Take the data below and copy exactly the lines starting at the one with "[tag] one dot per instance, sample [651,8]." and finishing at the one with "[tag] one dot per instance, sample [330,389].", both included.

**GIVEN DATA:**
[Start of section]
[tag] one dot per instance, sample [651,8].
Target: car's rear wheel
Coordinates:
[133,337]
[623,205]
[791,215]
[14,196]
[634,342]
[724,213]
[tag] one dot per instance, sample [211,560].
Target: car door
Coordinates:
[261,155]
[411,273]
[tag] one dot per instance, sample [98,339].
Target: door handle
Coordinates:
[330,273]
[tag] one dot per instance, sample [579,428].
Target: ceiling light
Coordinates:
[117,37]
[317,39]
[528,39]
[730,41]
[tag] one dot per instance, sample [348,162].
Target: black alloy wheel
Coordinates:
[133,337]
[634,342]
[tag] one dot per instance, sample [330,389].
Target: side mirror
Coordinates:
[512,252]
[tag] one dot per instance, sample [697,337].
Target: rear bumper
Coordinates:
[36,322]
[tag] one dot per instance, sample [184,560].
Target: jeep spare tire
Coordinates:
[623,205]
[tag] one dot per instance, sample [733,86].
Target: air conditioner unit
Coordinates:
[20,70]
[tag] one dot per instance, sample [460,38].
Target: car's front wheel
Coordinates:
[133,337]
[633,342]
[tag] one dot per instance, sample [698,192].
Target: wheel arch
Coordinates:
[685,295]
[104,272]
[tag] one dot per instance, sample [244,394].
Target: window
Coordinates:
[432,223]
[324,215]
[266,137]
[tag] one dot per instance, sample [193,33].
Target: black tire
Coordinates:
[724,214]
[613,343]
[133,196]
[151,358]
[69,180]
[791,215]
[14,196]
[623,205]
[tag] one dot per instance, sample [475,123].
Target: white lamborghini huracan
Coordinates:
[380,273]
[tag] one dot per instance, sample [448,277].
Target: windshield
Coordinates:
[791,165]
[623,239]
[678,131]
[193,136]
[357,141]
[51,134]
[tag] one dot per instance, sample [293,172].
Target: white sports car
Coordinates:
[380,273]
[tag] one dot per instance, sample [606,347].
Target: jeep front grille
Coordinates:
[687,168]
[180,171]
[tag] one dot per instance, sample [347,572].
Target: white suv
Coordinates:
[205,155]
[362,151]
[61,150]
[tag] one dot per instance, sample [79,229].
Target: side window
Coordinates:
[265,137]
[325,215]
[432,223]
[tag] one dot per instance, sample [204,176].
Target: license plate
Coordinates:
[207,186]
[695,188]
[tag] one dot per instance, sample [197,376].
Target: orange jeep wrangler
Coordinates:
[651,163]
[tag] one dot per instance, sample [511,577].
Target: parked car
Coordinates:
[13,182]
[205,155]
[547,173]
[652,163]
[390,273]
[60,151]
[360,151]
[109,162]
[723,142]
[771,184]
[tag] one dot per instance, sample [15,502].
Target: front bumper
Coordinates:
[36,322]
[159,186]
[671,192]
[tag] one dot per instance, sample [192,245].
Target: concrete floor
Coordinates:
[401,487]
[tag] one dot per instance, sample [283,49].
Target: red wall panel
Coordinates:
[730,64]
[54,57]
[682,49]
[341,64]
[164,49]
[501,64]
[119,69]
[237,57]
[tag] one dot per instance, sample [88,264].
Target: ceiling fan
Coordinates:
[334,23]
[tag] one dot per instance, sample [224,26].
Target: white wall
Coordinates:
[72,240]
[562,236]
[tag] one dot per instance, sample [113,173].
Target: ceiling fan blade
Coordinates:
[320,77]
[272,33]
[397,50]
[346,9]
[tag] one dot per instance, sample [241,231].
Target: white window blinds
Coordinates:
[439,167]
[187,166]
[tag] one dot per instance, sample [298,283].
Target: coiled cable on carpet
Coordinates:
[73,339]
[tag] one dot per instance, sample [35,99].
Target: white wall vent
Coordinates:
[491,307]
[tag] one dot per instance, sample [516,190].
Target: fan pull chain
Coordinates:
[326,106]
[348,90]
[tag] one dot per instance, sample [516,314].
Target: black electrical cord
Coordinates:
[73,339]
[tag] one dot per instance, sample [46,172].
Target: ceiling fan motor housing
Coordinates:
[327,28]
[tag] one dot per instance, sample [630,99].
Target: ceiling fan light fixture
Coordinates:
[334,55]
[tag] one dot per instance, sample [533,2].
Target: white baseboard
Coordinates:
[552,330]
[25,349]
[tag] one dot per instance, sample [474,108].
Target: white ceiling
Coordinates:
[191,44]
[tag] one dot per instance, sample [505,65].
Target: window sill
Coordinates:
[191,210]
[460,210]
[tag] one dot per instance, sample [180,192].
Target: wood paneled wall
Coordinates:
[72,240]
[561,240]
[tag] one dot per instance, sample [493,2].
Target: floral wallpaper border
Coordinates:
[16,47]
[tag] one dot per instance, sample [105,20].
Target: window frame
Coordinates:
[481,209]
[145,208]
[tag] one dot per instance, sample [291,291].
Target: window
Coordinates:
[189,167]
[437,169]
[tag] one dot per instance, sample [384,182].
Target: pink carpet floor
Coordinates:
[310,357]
[End of section]
[Start of section]
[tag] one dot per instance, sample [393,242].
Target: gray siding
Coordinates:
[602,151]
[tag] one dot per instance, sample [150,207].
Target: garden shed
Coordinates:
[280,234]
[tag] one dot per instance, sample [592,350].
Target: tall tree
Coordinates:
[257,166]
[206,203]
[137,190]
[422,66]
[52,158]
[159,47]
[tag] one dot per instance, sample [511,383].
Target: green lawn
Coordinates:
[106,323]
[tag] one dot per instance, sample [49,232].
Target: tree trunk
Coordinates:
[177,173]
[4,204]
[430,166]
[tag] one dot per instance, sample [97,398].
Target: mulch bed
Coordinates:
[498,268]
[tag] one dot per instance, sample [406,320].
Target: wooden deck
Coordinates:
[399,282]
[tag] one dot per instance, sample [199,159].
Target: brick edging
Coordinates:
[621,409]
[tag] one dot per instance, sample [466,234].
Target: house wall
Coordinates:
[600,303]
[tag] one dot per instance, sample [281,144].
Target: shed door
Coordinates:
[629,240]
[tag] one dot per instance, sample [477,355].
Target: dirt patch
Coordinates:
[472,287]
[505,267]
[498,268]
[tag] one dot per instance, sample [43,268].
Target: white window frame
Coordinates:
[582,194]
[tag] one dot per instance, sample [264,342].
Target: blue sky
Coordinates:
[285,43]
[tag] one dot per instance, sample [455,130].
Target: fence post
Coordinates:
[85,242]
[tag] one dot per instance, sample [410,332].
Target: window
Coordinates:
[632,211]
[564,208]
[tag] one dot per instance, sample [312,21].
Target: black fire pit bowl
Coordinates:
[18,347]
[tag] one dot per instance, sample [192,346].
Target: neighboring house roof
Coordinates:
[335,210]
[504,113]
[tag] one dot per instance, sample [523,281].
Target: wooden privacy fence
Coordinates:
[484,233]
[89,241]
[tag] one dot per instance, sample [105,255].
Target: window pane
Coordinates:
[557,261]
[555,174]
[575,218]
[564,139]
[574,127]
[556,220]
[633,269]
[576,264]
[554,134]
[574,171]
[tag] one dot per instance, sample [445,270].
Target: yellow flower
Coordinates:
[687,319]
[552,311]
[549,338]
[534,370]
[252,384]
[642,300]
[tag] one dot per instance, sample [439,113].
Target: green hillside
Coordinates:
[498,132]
[End of section]
[Start of section]
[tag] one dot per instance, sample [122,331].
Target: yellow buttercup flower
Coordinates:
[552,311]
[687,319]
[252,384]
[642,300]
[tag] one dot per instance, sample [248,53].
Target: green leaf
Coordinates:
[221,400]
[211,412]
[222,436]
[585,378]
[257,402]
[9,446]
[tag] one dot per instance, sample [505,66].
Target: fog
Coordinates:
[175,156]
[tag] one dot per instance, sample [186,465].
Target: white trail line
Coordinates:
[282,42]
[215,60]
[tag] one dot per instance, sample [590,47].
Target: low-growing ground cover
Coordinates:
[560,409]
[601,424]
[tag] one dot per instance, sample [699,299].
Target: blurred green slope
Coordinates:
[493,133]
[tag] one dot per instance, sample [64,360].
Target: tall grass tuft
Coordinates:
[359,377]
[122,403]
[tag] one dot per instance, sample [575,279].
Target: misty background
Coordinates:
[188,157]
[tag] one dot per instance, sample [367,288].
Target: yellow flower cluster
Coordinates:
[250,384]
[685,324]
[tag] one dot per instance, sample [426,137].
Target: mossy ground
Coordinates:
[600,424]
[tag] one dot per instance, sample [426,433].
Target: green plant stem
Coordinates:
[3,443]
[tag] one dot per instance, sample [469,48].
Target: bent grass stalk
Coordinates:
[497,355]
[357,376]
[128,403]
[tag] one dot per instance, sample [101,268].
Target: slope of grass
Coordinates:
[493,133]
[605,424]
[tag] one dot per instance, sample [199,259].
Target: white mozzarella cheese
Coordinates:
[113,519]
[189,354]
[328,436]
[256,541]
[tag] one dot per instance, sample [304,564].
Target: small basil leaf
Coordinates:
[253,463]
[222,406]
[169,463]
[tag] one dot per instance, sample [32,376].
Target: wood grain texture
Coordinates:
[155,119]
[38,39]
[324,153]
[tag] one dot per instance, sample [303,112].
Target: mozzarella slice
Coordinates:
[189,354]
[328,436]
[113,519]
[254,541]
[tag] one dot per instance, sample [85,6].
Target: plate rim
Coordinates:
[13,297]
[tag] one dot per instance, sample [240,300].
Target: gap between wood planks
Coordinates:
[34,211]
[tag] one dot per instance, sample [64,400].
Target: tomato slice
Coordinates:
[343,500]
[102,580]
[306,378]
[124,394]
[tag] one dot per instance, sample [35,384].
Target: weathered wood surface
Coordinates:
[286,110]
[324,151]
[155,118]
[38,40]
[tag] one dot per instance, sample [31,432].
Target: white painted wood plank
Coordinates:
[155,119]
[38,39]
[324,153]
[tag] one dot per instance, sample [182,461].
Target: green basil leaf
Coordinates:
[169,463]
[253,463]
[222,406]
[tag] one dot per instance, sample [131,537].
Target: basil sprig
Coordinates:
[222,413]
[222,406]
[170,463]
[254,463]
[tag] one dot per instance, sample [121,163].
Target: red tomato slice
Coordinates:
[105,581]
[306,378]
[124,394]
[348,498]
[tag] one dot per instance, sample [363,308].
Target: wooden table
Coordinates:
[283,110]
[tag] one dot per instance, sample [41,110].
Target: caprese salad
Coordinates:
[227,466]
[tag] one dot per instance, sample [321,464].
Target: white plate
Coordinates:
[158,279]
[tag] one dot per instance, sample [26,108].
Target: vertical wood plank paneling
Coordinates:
[End of section]
**WRITTEN ANSWER:**
[tag] one dot per instance, sample [651,8].
Target: car's rear wheel
Coordinates:
[133,337]
[623,205]
[791,215]
[14,196]
[634,342]
[724,213]
[tag] one dot per instance, sample [211,560].
Target: car door
Coordinates:
[261,155]
[411,273]
[tag] one dot per instance, sample [98,339].
Target: door handle
Coordinates:
[330,273]
[tag] one dot per instance, sample [579,428].
Target: ceiling light
Coordinates:
[117,37]
[317,39]
[528,39]
[730,41]
[tag] one dot per instance, sample [348,162].
Target: black alloy wheel
Coordinates:
[133,337]
[634,342]
[tag] one dot per instance, sample [330,389].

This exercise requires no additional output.